Directive
Count how many lines in the records contain the string "window", matching case exactly, and reply with that number alone.

Provided entries
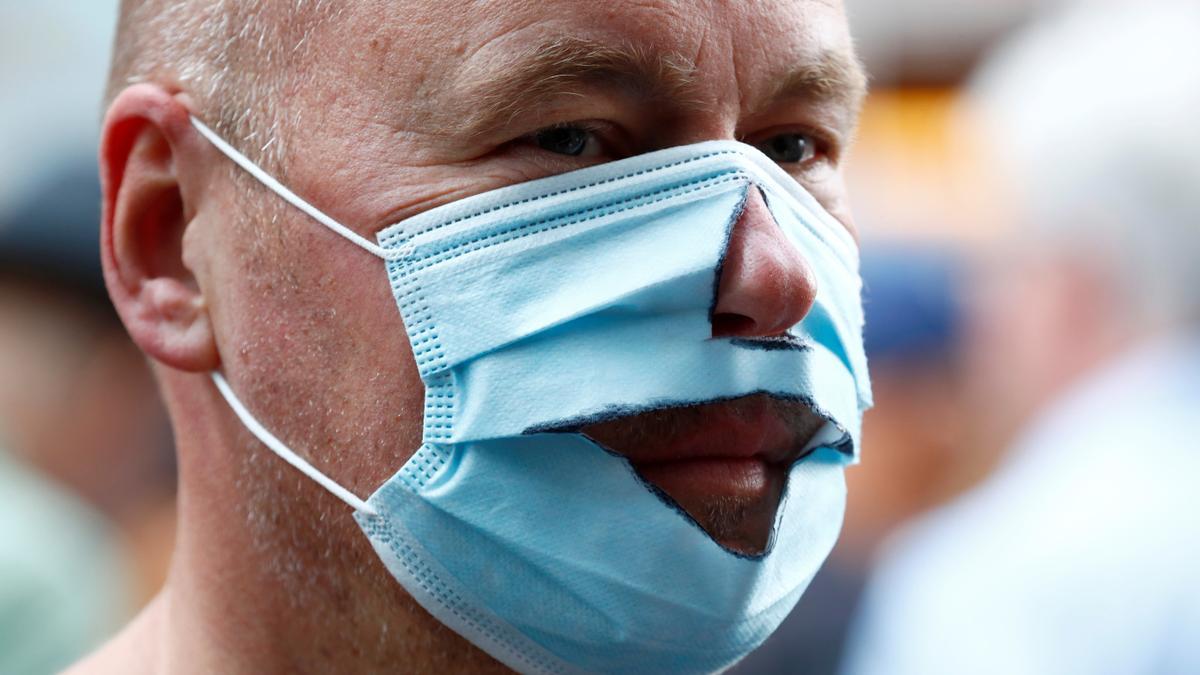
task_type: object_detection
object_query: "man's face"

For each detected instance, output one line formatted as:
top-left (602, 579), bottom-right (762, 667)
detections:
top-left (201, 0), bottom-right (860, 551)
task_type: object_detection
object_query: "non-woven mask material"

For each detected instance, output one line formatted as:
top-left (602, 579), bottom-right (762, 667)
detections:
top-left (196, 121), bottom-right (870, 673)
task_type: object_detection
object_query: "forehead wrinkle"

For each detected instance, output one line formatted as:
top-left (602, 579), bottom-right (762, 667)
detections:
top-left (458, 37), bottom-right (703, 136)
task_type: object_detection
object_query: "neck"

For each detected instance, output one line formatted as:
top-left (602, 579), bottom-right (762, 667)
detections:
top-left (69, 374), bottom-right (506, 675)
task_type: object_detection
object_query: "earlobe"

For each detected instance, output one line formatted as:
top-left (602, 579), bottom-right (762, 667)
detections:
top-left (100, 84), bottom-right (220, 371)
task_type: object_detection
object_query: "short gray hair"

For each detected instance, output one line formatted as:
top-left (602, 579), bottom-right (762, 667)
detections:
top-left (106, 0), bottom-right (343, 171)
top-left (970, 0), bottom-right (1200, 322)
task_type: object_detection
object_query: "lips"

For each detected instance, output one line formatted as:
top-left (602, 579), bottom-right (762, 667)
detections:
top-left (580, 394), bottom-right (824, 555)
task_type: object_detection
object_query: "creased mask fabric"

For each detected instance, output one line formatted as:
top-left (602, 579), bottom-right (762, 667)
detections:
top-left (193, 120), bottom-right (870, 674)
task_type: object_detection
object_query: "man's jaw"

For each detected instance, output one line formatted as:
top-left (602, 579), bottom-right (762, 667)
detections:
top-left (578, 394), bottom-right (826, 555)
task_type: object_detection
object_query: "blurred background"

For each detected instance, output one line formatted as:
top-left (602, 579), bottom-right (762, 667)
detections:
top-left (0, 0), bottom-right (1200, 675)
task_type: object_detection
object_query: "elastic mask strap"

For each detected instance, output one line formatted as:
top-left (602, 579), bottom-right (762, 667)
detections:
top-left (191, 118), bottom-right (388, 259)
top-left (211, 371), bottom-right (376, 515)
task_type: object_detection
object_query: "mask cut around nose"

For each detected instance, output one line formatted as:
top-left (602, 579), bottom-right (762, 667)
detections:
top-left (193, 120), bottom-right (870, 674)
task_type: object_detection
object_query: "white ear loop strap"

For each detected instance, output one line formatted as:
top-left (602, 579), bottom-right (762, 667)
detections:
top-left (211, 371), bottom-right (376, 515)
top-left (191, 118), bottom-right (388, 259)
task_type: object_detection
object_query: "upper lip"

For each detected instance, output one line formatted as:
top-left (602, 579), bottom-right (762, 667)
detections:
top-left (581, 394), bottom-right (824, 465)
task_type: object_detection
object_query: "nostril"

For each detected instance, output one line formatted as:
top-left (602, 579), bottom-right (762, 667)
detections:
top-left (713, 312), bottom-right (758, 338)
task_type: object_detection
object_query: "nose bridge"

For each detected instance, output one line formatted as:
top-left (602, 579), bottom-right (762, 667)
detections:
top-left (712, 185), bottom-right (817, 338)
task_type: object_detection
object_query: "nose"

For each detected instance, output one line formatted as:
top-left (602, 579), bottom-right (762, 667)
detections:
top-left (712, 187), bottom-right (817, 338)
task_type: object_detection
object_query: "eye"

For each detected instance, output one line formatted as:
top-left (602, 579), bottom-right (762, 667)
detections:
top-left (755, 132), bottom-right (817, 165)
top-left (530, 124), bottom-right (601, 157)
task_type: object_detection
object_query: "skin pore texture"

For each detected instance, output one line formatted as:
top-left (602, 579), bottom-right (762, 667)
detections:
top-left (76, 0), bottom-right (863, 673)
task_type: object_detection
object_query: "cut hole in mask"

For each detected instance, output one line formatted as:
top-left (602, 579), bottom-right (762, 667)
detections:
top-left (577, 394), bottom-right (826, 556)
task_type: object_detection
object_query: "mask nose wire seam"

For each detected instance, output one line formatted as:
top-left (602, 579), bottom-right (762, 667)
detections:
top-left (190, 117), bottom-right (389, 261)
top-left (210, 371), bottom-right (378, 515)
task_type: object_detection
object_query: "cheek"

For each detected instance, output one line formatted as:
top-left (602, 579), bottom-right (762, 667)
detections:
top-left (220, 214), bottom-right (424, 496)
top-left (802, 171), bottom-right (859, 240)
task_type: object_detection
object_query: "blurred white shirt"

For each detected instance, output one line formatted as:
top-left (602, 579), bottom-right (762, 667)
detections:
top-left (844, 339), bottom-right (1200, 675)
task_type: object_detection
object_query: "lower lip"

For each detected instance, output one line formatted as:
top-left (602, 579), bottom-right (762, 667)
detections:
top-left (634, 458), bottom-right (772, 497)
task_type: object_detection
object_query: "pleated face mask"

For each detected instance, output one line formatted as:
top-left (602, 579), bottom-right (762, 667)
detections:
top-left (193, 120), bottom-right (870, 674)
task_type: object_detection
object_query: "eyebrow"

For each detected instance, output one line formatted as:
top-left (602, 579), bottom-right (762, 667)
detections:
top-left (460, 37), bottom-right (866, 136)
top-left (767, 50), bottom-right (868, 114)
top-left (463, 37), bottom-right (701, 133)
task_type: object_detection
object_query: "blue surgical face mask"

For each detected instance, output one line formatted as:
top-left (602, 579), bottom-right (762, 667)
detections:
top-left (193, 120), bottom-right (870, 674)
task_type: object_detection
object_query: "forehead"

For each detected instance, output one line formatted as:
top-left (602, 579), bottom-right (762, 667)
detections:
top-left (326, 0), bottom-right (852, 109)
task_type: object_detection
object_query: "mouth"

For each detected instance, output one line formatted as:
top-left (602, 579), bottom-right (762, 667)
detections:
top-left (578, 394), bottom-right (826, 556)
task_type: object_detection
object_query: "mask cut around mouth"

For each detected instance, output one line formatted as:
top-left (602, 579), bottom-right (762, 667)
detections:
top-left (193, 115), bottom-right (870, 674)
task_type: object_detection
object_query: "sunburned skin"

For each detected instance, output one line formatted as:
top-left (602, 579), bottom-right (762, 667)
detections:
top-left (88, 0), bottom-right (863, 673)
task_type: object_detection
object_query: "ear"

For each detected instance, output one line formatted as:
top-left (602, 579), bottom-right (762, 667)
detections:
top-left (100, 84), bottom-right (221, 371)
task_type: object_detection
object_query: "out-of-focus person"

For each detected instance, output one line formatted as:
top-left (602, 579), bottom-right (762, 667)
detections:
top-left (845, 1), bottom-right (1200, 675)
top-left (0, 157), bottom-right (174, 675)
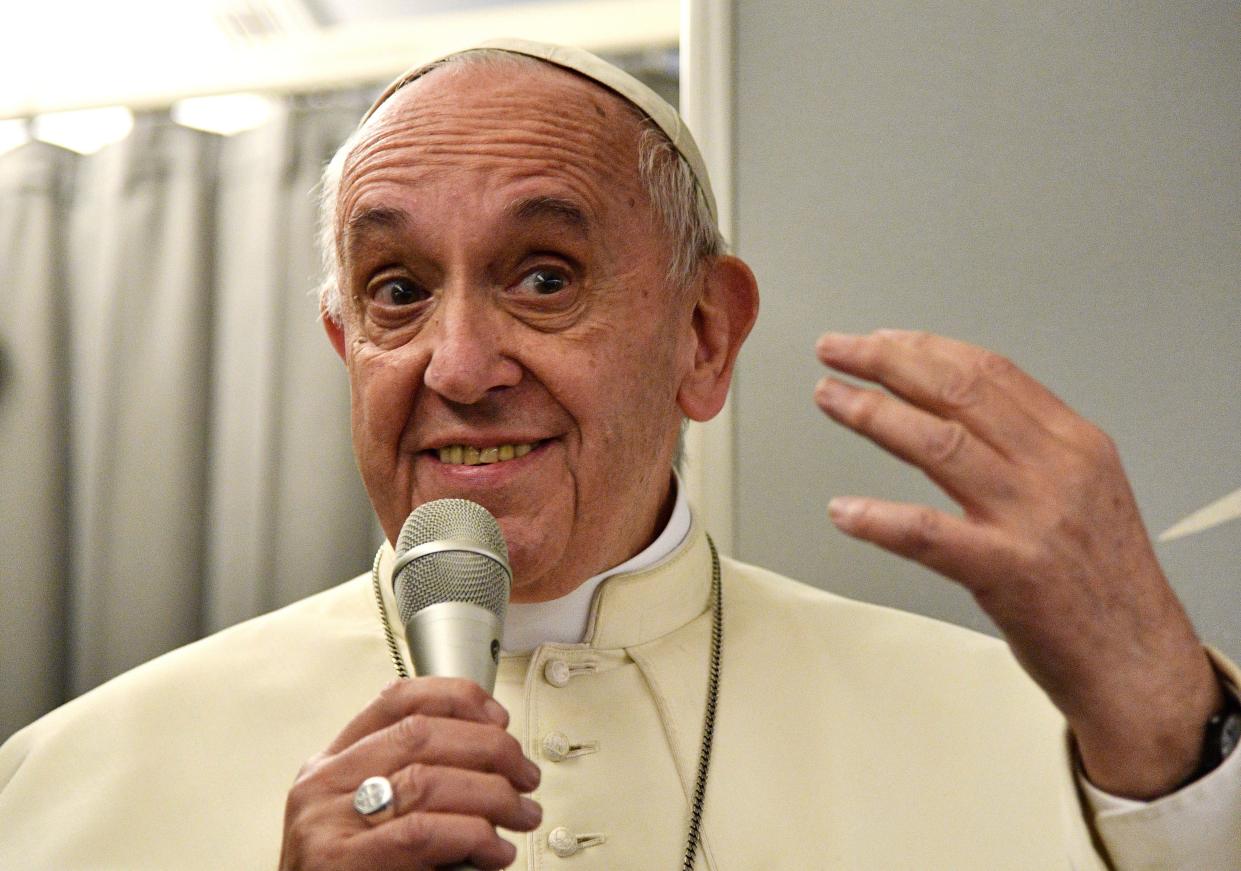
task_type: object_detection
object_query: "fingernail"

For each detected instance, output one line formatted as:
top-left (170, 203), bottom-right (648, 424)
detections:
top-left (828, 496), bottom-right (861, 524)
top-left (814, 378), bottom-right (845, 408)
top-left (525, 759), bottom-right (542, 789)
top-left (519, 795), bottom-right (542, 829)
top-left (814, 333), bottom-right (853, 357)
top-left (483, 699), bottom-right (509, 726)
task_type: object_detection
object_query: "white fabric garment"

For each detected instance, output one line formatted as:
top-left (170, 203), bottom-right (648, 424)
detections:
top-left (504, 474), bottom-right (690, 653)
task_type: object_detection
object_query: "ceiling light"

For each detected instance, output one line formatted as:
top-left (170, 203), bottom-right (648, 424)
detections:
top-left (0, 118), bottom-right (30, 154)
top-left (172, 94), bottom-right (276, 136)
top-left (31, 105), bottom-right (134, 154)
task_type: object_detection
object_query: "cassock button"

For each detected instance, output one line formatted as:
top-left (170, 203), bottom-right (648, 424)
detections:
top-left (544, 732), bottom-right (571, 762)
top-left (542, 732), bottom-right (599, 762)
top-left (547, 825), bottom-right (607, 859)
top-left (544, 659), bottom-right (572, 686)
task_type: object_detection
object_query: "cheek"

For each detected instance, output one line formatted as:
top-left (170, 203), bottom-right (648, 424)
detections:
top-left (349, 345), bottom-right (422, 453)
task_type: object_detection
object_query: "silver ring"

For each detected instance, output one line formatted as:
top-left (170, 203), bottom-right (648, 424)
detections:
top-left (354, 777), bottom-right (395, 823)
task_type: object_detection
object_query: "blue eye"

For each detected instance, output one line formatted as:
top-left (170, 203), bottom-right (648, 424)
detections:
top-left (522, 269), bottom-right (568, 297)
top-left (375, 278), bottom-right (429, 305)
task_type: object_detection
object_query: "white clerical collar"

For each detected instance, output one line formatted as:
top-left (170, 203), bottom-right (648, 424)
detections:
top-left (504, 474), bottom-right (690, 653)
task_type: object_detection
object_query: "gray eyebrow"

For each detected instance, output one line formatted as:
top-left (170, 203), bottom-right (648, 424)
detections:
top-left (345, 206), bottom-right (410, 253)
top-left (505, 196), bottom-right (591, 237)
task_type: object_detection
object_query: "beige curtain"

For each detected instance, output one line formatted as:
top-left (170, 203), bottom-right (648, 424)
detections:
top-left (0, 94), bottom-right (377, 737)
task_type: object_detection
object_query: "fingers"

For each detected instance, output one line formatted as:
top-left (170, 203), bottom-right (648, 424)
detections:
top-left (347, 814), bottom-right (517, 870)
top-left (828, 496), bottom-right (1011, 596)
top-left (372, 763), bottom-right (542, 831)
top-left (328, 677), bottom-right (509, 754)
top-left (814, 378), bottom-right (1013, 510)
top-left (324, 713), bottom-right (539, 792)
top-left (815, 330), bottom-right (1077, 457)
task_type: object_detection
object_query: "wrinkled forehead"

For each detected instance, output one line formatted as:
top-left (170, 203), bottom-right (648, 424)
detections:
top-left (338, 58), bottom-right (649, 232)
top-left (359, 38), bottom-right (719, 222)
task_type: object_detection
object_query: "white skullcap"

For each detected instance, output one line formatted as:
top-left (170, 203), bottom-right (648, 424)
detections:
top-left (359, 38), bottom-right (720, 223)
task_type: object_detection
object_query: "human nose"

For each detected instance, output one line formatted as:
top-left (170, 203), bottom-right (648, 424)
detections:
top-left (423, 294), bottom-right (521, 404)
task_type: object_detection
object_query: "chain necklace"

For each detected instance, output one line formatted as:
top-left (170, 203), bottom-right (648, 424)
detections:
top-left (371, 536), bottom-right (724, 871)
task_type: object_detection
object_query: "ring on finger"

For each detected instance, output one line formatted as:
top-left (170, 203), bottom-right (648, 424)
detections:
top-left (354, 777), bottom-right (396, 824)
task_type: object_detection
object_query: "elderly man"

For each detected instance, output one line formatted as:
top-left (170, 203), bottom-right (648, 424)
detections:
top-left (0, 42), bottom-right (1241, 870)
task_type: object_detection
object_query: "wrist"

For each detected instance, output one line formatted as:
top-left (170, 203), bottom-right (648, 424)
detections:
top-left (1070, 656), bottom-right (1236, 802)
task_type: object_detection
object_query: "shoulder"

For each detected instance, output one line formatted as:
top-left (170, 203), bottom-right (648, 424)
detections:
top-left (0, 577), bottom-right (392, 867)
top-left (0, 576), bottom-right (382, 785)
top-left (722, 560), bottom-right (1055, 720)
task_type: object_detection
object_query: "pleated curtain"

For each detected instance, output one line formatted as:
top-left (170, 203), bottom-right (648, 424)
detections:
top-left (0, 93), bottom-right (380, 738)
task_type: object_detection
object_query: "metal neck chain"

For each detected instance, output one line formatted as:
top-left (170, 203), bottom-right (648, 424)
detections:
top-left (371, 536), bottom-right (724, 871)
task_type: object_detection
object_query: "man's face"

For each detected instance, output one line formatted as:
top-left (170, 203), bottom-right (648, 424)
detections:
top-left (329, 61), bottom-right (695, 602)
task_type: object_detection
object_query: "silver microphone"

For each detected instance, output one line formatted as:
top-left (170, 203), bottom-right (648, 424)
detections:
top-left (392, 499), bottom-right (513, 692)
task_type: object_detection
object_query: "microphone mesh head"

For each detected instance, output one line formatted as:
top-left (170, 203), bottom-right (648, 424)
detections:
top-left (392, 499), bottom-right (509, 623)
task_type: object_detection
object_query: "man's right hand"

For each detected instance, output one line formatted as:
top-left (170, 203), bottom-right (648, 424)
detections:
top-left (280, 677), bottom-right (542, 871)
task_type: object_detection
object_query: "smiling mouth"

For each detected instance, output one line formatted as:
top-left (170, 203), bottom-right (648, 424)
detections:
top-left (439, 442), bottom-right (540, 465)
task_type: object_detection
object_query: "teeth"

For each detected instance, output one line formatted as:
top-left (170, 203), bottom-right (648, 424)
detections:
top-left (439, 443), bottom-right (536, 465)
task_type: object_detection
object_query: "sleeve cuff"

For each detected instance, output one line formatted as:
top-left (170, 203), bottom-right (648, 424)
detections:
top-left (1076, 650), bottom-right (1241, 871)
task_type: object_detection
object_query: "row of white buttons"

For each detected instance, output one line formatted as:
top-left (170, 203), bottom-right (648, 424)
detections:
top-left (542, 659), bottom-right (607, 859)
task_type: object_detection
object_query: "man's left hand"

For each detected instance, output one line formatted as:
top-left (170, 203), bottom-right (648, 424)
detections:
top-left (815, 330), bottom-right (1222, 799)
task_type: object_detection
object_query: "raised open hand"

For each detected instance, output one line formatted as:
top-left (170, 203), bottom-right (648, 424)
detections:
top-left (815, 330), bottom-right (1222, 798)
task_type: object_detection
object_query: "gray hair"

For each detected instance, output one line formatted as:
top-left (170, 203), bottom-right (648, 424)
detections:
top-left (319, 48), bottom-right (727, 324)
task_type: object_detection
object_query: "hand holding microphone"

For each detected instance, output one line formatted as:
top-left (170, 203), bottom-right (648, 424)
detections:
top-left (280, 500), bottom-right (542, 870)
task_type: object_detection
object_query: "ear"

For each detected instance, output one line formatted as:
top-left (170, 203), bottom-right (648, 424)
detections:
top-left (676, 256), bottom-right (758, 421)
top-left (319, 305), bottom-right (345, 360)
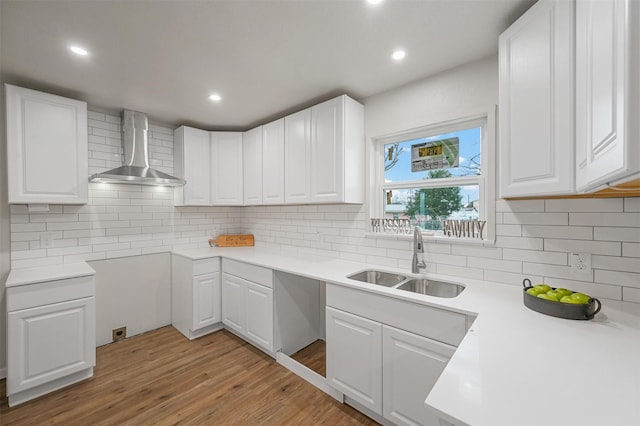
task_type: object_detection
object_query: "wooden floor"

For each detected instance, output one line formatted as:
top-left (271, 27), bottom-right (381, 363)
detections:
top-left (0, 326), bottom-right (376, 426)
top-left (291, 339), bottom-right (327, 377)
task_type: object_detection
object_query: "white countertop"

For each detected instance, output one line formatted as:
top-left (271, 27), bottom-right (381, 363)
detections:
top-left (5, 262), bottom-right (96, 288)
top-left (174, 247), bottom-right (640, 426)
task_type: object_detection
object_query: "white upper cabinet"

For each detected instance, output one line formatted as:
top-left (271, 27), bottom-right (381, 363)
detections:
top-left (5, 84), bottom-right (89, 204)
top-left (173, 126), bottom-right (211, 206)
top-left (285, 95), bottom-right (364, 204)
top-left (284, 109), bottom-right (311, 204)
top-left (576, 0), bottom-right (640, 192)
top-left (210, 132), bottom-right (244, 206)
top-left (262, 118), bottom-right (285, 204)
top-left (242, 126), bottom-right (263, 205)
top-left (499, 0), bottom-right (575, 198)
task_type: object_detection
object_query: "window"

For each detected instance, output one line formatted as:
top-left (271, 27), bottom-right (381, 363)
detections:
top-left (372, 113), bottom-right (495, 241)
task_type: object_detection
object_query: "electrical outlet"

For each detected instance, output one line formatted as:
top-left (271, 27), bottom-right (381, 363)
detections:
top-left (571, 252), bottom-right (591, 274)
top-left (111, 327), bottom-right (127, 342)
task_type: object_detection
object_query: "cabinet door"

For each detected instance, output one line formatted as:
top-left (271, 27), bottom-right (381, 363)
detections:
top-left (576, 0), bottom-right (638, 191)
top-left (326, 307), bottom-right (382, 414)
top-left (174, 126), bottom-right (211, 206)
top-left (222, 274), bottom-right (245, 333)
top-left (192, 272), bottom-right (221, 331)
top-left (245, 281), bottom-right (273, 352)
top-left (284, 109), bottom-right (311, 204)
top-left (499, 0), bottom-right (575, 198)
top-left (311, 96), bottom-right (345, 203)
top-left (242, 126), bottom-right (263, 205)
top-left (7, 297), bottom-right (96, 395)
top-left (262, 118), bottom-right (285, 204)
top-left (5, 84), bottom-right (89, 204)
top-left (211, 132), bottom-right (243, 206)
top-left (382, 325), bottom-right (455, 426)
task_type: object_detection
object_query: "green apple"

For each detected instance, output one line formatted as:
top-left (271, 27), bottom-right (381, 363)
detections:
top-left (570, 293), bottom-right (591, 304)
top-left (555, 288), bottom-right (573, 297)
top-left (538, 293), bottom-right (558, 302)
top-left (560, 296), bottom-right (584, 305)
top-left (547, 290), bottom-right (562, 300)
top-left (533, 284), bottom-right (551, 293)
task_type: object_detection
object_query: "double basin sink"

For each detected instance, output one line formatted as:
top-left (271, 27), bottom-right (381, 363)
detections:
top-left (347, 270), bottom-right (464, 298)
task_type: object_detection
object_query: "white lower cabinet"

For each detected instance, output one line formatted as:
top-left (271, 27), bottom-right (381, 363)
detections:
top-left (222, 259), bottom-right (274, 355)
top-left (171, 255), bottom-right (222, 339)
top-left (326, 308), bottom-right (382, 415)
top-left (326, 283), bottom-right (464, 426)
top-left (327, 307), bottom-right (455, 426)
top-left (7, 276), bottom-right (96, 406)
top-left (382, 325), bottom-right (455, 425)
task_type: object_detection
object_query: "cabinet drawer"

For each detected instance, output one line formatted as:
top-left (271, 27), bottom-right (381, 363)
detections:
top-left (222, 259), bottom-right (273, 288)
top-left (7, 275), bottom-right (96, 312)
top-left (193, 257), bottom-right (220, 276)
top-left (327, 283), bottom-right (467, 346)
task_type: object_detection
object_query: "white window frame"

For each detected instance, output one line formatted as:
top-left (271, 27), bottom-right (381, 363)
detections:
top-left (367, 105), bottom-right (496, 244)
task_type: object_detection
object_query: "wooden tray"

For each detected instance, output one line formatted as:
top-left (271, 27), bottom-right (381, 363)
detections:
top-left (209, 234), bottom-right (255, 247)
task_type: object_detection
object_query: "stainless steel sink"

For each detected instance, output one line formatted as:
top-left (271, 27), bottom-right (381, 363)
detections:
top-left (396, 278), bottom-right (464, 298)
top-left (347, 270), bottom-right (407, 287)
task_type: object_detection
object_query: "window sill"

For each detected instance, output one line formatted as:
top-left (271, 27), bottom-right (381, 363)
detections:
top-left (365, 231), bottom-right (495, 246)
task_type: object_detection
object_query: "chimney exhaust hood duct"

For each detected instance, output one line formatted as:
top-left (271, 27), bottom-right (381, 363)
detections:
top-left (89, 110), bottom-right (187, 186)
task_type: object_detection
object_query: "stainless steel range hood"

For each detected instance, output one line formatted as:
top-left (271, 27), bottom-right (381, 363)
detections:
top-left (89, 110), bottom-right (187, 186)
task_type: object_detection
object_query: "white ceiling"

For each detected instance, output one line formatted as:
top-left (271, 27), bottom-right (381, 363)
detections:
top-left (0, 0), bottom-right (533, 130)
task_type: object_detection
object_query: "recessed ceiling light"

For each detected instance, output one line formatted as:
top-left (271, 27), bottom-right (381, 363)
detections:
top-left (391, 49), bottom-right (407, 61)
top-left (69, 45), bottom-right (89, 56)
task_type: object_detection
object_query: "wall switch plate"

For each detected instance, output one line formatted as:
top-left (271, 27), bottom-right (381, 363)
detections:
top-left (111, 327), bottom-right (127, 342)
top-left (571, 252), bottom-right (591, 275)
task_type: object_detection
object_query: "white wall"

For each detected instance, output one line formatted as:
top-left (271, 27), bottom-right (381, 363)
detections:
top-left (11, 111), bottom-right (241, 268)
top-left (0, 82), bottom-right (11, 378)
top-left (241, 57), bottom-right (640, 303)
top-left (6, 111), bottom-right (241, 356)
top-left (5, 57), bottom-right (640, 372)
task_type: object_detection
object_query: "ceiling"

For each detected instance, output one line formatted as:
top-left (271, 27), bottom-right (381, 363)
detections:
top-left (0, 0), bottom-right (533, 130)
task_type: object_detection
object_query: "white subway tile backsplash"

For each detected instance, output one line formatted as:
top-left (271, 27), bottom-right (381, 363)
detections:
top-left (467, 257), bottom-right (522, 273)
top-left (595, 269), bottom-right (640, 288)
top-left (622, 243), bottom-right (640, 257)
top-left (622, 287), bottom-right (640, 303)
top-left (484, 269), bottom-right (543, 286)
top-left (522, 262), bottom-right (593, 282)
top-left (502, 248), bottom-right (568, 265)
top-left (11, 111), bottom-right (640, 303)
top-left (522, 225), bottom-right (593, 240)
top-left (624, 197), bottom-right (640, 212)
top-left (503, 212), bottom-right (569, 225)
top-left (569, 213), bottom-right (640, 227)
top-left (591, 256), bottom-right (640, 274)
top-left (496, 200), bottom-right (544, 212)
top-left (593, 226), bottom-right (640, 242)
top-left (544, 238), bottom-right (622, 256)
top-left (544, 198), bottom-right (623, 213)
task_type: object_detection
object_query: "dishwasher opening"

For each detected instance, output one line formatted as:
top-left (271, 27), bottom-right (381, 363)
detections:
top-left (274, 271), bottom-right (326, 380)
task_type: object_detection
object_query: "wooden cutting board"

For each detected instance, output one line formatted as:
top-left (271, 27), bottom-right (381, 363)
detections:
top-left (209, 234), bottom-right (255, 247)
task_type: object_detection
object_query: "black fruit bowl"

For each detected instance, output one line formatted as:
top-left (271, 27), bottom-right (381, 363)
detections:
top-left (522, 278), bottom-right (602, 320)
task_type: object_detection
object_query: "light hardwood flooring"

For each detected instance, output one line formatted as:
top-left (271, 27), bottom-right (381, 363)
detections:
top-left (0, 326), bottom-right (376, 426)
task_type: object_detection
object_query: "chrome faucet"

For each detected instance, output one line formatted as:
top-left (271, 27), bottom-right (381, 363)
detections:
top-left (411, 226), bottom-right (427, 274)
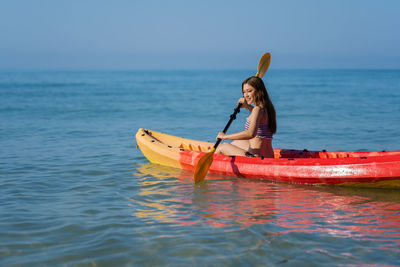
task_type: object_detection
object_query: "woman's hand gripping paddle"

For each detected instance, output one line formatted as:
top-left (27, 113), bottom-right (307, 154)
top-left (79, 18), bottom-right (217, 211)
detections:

Result for this task
3